*DATA SHOWN*

——

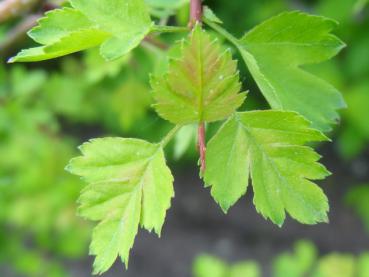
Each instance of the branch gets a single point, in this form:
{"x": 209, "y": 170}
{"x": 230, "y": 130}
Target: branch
{"x": 195, "y": 12}
{"x": 195, "y": 17}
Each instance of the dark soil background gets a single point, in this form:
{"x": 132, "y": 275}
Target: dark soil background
{"x": 195, "y": 225}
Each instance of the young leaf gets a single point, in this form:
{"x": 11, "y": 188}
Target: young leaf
{"x": 202, "y": 85}
{"x": 119, "y": 26}
{"x": 129, "y": 184}
{"x": 127, "y": 20}
{"x": 268, "y": 146}
{"x": 274, "y": 52}
{"x": 61, "y": 31}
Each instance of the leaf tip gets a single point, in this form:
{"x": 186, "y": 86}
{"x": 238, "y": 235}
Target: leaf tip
{"x": 11, "y": 60}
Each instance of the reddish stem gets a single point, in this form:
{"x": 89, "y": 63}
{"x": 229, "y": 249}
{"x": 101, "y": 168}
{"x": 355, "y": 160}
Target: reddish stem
{"x": 202, "y": 146}
{"x": 195, "y": 12}
{"x": 195, "y": 16}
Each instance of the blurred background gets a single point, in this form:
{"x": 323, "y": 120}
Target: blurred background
{"x": 48, "y": 108}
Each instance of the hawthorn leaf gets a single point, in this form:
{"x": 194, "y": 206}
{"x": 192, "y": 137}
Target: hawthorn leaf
{"x": 59, "y": 23}
{"x": 118, "y": 26}
{"x": 61, "y": 31}
{"x": 202, "y": 85}
{"x": 275, "y": 52}
{"x": 127, "y": 20}
{"x": 74, "y": 42}
{"x": 129, "y": 185}
{"x": 268, "y": 147}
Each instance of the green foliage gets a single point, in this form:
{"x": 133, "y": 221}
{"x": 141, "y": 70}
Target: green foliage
{"x": 130, "y": 184}
{"x": 201, "y": 86}
{"x": 118, "y": 28}
{"x": 303, "y": 262}
{"x": 274, "y": 52}
{"x": 36, "y": 205}
{"x": 268, "y": 146}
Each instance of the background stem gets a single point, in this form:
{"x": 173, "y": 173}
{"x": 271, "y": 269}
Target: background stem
{"x": 195, "y": 16}
{"x": 195, "y": 12}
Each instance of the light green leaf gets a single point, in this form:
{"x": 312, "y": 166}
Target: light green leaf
{"x": 269, "y": 147}
{"x": 129, "y": 184}
{"x": 74, "y": 42}
{"x": 127, "y": 20}
{"x": 202, "y": 85}
{"x": 274, "y": 52}
{"x": 336, "y": 265}
{"x": 296, "y": 264}
{"x": 118, "y": 27}
{"x": 59, "y": 23}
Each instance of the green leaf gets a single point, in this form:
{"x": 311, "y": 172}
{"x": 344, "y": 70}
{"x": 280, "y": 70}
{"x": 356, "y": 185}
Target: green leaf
{"x": 129, "y": 184}
{"x": 268, "y": 146}
{"x": 59, "y": 23}
{"x": 127, "y": 20}
{"x": 274, "y": 52}
{"x": 202, "y": 85}
{"x": 74, "y": 42}
{"x": 61, "y": 31}
{"x": 118, "y": 27}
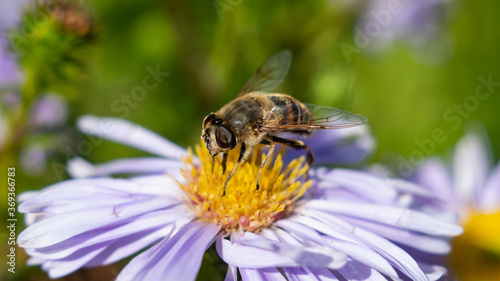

——

*EXERCISE DETAILS*
Please rewrite all the items above, substituting "Label" for "Target" and leaving everything else unchanged. Omit the pictures from your answer.

*EXERCISE SOLUTION*
Each instance of the branch gets a single point, in this form:
{"x": 209, "y": 170}
{"x": 230, "y": 130}
Label: branch
{"x": 195, "y": 12}
{"x": 195, "y": 17}
Each instance of the dark soil background gets a single point, in this form:
{"x": 132, "y": 275}
Label: dark soil background
{"x": 195, "y": 225}
Each instance of the young leaf gets a single point, in this form:
{"x": 11, "y": 188}
Label: young leaf
{"x": 202, "y": 85}
{"x": 119, "y": 26}
{"x": 129, "y": 184}
{"x": 127, "y": 20}
{"x": 268, "y": 146}
{"x": 274, "y": 52}
{"x": 61, "y": 31}
Each instance of the leaf tip gets a single point, in this form:
{"x": 186, "y": 86}
{"x": 238, "y": 235}
Label: leaf tip
{"x": 11, "y": 60}
Each instance of the reddish stem gets a single point, in this form:
{"x": 89, "y": 63}
{"x": 229, "y": 249}
{"x": 101, "y": 168}
{"x": 355, "y": 160}
Label: reddish stem
{"x": 202, "y": 146}
{"x": 195, "y": 12}
{"x": 195, "y": 16}
Each instance of the blurred background gets a single point, in this form:
{"x": 323, "y": 120}
Label: blurred background
{"x": 48, "y": 108}
Each instance of the hawthorn leaf gets a single point, in this form:
{"x": 194, "y": 206}
{"x": 192, "y": 137}
Label: hawthorn leaf
{"x": 59, "y": 23}
{"x": 118, "y": 26}
{"x": 61, "y": 31}
{"x": 202, "y": 85}
{"x": 275, "y": 52}
{"x": 127, "y": 20}
{"x": 74, "y": 42}
{"x": 129, "y": 185}
{"x": 268, "y": 147}
Each instance of the green foliage gets a single point, in this form:
{"x": 133, "y": 221}
{"x": 141, "y": 70}
Label: green foliage
{"x": 130, "y": 184}
{"x": 201, "y": 86}
{"x": 118, "y": 28}
{"x": 303, "y": 262}
{"x": 274, "y": 52}
{"x": 36, "y": 205}
{"x": 268, "y": 146}
Each instance of the background stem gets a single point, in this form:
{"x": 173, "y": 173}
{"x": 271, "y": 269}
Label: background stem
{"x": 195, "y": 16}
{"x": 195, "y": 12}
Each instance of the light green leaf gets a single point, in this form:
{"x": 312, "y": 166}
Label: light green leaf
{"x": 269, "y": 147}
{"x": 129, "y": 184}
{"x": 74, "y": 42}
{"x": 127, "y": 20}
{"x": 202, "y": 85}
{"x": 274, "y": 52}
{"x": 336, "y": 265}
{"x": 296, "y": 264}
{"x": 118, "y": 27}
{"x": 59, "y": 23}
Each instance of the green leaf gets a single point, in this form:
{"x": 311, "y": 172}
{"x": 344, "y": 70}
{"x": 280, "y": 70}
{"x": 356, "y": 185}
Label: green leaf
{"x": 129, "y": 184}
{"x": 268, "y": 146}
{"x": 59, "y": 23}
{"x": 127, "y": 20}
{"x": 274, "y": 52}
{"x": 202, "y": 85}
{"x": 74, "y": 42}
{"x": 61, "y": 31}
{"x": 118, "y": 27}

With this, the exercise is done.